(Task data begins)

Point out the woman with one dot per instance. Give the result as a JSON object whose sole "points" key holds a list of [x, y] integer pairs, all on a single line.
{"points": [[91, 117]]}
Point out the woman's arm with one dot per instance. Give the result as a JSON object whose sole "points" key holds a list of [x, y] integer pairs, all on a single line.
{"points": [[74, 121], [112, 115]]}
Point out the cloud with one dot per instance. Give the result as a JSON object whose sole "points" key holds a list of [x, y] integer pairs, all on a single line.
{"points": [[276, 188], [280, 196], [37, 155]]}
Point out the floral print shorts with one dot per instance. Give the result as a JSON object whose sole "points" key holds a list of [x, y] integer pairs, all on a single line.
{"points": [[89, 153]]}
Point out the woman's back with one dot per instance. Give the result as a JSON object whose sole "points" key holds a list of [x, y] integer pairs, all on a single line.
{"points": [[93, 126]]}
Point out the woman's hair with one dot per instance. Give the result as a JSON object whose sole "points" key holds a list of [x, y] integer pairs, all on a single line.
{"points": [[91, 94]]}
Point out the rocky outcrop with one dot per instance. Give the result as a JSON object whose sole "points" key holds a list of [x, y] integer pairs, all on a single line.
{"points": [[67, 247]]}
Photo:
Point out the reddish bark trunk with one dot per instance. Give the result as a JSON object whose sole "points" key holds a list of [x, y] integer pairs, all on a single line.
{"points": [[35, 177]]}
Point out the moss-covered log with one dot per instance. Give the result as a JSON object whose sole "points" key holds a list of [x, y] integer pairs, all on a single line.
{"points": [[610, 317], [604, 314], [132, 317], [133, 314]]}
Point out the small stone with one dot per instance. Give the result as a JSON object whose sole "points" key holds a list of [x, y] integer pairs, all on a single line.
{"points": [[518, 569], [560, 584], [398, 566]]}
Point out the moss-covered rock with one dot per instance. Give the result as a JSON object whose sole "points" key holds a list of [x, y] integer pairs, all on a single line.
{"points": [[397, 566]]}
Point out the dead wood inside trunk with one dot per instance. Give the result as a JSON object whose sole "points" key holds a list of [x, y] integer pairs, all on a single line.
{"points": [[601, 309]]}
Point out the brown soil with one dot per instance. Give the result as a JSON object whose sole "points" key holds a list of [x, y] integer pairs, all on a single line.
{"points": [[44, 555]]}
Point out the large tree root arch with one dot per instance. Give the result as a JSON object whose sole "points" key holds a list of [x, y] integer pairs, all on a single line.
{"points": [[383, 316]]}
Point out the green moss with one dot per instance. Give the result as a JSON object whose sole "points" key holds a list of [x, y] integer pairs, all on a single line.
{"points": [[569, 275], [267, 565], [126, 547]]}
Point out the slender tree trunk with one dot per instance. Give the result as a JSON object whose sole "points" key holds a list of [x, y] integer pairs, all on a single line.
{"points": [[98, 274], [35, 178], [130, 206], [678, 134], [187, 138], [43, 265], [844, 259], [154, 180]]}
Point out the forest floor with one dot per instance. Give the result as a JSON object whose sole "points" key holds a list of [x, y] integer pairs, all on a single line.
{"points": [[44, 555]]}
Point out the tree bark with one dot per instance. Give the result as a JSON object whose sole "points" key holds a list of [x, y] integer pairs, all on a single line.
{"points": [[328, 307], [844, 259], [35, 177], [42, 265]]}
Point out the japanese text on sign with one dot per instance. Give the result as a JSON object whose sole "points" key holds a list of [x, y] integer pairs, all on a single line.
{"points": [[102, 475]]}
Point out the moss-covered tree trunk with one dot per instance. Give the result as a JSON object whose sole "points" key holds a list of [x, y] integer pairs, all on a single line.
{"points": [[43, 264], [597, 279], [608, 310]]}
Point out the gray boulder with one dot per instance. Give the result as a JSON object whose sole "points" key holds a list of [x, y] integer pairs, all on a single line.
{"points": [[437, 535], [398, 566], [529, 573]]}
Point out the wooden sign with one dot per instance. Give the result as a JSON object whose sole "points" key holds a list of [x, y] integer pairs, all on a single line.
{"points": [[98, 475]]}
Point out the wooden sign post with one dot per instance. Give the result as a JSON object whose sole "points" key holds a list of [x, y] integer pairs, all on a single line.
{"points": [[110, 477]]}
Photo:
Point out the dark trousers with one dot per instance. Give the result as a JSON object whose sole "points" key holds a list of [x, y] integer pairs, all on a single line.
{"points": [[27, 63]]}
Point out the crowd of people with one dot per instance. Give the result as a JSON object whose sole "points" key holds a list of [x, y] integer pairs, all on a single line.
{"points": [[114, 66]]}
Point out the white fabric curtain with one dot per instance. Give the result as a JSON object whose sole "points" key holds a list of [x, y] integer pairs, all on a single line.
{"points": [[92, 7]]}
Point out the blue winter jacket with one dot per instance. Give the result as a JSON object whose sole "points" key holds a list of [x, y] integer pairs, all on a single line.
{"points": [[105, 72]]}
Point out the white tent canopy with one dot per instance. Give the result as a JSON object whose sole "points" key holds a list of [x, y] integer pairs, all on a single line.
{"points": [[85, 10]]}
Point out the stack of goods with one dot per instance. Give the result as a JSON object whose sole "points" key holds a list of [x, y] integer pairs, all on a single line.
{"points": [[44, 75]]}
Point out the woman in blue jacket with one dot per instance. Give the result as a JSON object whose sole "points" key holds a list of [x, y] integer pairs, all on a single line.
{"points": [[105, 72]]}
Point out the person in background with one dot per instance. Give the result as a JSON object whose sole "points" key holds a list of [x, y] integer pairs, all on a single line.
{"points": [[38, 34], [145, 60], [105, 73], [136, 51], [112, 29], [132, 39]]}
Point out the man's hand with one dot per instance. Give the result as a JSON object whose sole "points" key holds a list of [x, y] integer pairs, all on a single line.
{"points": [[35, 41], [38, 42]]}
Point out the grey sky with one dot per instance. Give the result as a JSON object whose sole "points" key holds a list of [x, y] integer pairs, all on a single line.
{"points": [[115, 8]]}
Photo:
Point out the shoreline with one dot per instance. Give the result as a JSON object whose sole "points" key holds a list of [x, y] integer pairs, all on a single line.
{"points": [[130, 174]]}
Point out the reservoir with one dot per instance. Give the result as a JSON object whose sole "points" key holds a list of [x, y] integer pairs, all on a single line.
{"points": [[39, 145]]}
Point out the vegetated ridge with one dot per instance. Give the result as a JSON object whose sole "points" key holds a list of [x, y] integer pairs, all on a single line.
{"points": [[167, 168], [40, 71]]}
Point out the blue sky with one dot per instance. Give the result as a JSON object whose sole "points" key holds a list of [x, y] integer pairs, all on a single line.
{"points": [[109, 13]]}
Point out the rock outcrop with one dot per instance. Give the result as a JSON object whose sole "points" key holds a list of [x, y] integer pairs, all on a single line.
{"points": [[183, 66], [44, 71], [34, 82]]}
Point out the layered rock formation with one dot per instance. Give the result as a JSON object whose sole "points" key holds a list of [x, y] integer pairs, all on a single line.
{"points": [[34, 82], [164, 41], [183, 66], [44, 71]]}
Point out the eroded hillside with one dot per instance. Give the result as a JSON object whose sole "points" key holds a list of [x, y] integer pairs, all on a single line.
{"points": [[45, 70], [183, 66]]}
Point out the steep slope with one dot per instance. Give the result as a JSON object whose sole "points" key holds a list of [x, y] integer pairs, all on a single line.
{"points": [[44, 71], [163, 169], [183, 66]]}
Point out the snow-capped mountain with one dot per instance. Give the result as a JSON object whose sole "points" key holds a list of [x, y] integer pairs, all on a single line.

(Task data ends)

What to work on: What is needed is an exact copy of all the records.

Answer space:
Point out the woman with one dot per instance. Give the result as a JSON object whose sole "points" key holds a list of [x, y] integer pairs, all on a single line.
{"points": [[91, 117]]}
Point out the woman's arm with one dot per instance. Give the result as a JSON object whose sole "points" key holds a list of [x, y] integer pairs, all on a single line.
{"points": [[74, 121], [112, 115]]}
Point out the cloud with one dot per instance. Give the result as a JSON object whose sole "points" key holds a list of [x, y] integer pairs, all on a single line.
{"points": [[276, 188], [280, 196], [37, 155]]}
Point out the floral print shorts with one dot per instance. Give the result as a JSON object whose sole "points" key holds a list of [x, y] integer pairs, all on a single line.
{"points": [[89, 153]]}
Point out the woman's back with one dot per instance. Give the result as a JSON object whose sole "points" key holds a list of [x, y] integer pairs, all on a single line.
{"points": [[93, 126]]}
Point out the woman's hair with one dot per instance. Give the result as a JSON object whose sole "points" key holds a list of [x, y] integer pairs, all on a single line.
{"points": [[91, 94]]}
Point out the rocky outcrop with one dot per instance. Give the result as a JSON object whose sole "points" key holds a list of [x, y] integer pairs, all on a single line.
{"points": [[67, 247]]}
Photo:
Point out the reddish bark trunk with one dot per instance. Give the result as a JSON object whose sole "points" key holds a list of [x, y] integer pairs, all on a single line.
{"points": [[35, 177]]}
Point out the moss-covered log with one dot per instance. Give the result as a JSON object whose sole "points" key holds a list of [x, y] integer pairs, all on a single line.
{"points": [[610, 317], [604, 314], [132, 317], [133, 314]]}
Point out the small stone with one dot per instance. Give the result as a JSON object whose sole "points" key holds a list of [x, y] integer pairs, all on a single line.
{"points": [[518, 569], [560, 584], [398, 566]]}
Point out the moss-covered rock with one dot per instance. Give the result as a JSON object whose sole "points" key holds a list of [x, y] integer pairs, all on a single line.
{"points": [[397, 566]]}
Point out the dead wood inside trunk with one dot per instance. Give the result as a JSON object whose sole "points" key holds a list of [x, y] integer pairs, all on a single line.
{"points": [[601, 309]]}
Point out the brown soil with one dot per instance. Give the result as a JSON object whose sole "points" key holds a list of [x, y] integer pairs, all on a single line.
{"points": [[44, 555]]}
Point out the large tree root arch with one dot per instance. Give the result as a JSON object whose sole "points" key holds a list of [x, y] integer pairs, all on a single line.
{"points": [[383, 316]]}
Point out the green moss with one dot per instance. Give the result as a JSON object whose sole "points" key holds a list of [x, y] integer pairs, all on a single line.
{"points": [[569, 275], [267, 565], [126, 547]]}
Point out the slender tree trunk with one dot per instance. Give the result as a JSON object whose sole "points" key holds a list of [x, y] integer pairs, all on a single line.
{"points": [[98, 274], [35, 178], [130, 206], [678, 134], [187, 138], [43, 265], [844, 259], [154, 180]]}
Point out the forest floor with one dot per instance. Give the result as a JSON object whose sole "points" key holds a list of [x, y] integer pairs, all on a single line.
{"points": [[44, 555]]}
Point out the tree bark with one dot per instance. Give the result as a JSON object whose sole "points" key holds a list of [x, y] integer pairs, all on a single line.
{"points": [[328, 307], [844, 259], [35, 177], [42, 265]]}
Point out the japanese text on sign with one dot per instance. Give the result as a JSON object whose sole "points" key holds a list of [x, y] integer pairs, all on a single line.
{"points": [[102, 475]]}
Point out the moss-covered tree trunk with one dot per instance. Give the result as a JSON object whose sole "points" key holds a list of [x, y] integer pairs, all on a single line.
{"points": [[43, 264], [597, 279], [608, 310]]}
Point out the gray boulder with one dot per instance. Give the result as a JSON object whose sole "points" key holds a list of [x, y] integer pairs, all on a single line.
{"points": [[437, 535], [398, 566], [529, 573]]}
Point out the wooden sign with one dot per instance. Give the result as a JSON object whose sole "points" key holds a list of [x, y] integer pairs, all on a single line.
{"points": [[98, 475]]}
Point out the wooden sign post with one dot per instance. Give the result as a JSON object whose sole "points" key holds a list of [x, y] integer pairs, all on a single line.
{"points": [[110, 477]]}
Photo:
Point out the dark trousers with one dot per instance. Give the result as a JSON object whose sole "points" key holds a list of [x, y] integer pairs, all on a single line.
{"points": [[27, 63]]}
Point out the crowd of people with one dot per instance. Give the result as a JSON object whose sole "points" key holds a list of [x, y] integer pairs, all on a single line.
{"points": [[114, 66]]}
Point out the white fabric curtain with one dot per instance. Give the result as a JSON object whose sole "points" key holds a list of [x, y] integer pairs, all on a single line.
{"points": [[92, 7]]}
Point out the blue winter jacket with one dot per instance. Give the result as a JSON object whose sole "points" key holds a list of [x, y] integer pairs, all on a single line.
{"points": [[105, 72]]}
Point out the white tent canopy with one dot per instance. Give the result as a JSON object whose sole "points" key holds a list of [x, y] integer pairs, all on a single line.
{"points": [[85, 10]]}
Point out the stack of goods with one dot per instance. Give the result as a JSON object whose sole "points" key holds a list of [x, y] integer pairs, all on a single line.
{"points": [[44, 75]]}
Point out the woman in blue jacket with one dot per instance. Give the result as a JSON object whose sole "points" key holds a list of [x, y] integer pairs, all on a single line.
{"points": [[105, 72]]}
Point out the person in background with one dot per instance. Give the result as a JSON object whose sole "points" key holds a list of [x, y] integer pairs, all on a single line.
{"points": [[38, 34], [145, 60], [105, 73], [136, 51], [112, 29], [132, 39]]}
Point out the man's hand with one dot per instance. Give the result as a JSON object whose sole "points" key holds a list of [x, y] integer pairs, all on a single line.
{"points": [[35, 41], [38, 42]]}
Point out the grey sky with one dot per instance. Give the result as a JSON object whose sole "points" key holds a list of [x, y] integer pairs, all on a single line.
{"points": [[115, 8]]}
Photo:
Point out the shoreline with one dot per instance. Give the result as a JSON object whose sole "points" key holds a list of [x, y] integer pairs, all on a single line.
{"points": [[130, 174]]}
Point out the reservoir with one dot per instance. Give the result as a JSON object whose sole "points" key holds a list of [x, y] integer pairs, all on a single line.
{"points": [[39, 145]]}
Point out the vegetated ridge with one dot per instance. Give the result as a JSON object whose sole "points" key holds a list of [x, y] integer pairs, all on a single line.
{"points": [[167, 168], [40, 71]]}
Point out the blue sky with one dot per instance. Give the result as a JSON object whose sole "points" key holds a list of [x, y] integer pairs, all on a single line.
{"points": [[109, 13]]}
Point out the rock outcrop with one dot per instance. Give the result as a JSON object whose sole "points" key holds a list of [x, y] integer pairs, all on a single line.
{"points": [[183, 66], [44, 71], [34, 82]]}
Point out the layered rock formation with one dot per instance. Give the result as a JSON object whose sole "points" key holds a list of [x, y] integer pairs, all on a single line.
{"points": [[34, 82], [164, 41], [183, 66], [44, 71]]}
Point out the eroded hillside with one dot per instance. Give the result as a JSON object whose sole "points" key holds a list of [x, y] integer pairs, all on a single line.
{"points": [[45, 70], [183, 66]]}
Point out the steep slope with one dot per instance. Give the result as a JSON object whose sole "points" key holds a list of [x, y] integer pairs, all on a single line.
{"points": [[44, 71], [163, 169], [183, 66]]}
Point out the snow-capped mountain with one dot per instance. Give the result as a JSON object whose sole "points" key holds a list of [x, y] integer pairs, all on a single line.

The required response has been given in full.